Problem requirements -
Quote the records below in full, exactly as given, with the images taken out.

Supplied records -
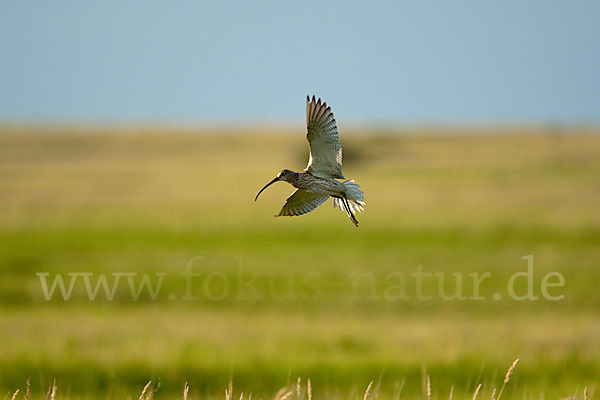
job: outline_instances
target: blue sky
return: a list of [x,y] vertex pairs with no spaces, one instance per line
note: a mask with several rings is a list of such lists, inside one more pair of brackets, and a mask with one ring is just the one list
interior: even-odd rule
[[0,121],[600,122],[598,1],[3,1]]

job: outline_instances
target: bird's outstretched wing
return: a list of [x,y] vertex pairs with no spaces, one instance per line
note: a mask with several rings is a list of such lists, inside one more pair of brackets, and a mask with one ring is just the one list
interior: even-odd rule
[[276,217],[302,215],[311,212],[321,204],[325,203],[329,196],[307,192],[298,189],[287,198],[285,204]]
[[306,97],[306,138],[310,159],[306,170],[320,178],[339,178],[342,175],[342,145],[335,118],[327,103]]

Response to this exercise -
job: outline_instances
target: blue sky
return: a list of [x,y] vertex pairs with no spaces, one instance per line
note: a mask with several rings is a list of such lists, inside one more pair of brackets, and a mask with one ring is just the one list
interior: even-odd rule
[[0,121],[600,122],[598,1],[3,1]]

job: outline_instances
target: bird's outstretched wing
return: a list of [x,y] vertex pairs with no spaces, one instance per line
note: a mask with several rings is a list of such lists, inside one more pair of brackets, and a mask with one ring is just the one list
interior: even-odd rule
[[276,217],[302,215],[311,212],[321,204],[325,203],[329,196],[307,192],[298,189],[287,198],[285,204]]
[[306,97],[306,138],[310,159],[306,170],[320,178],[339,178],[342,175],[342,145],[335,118],[327,103]]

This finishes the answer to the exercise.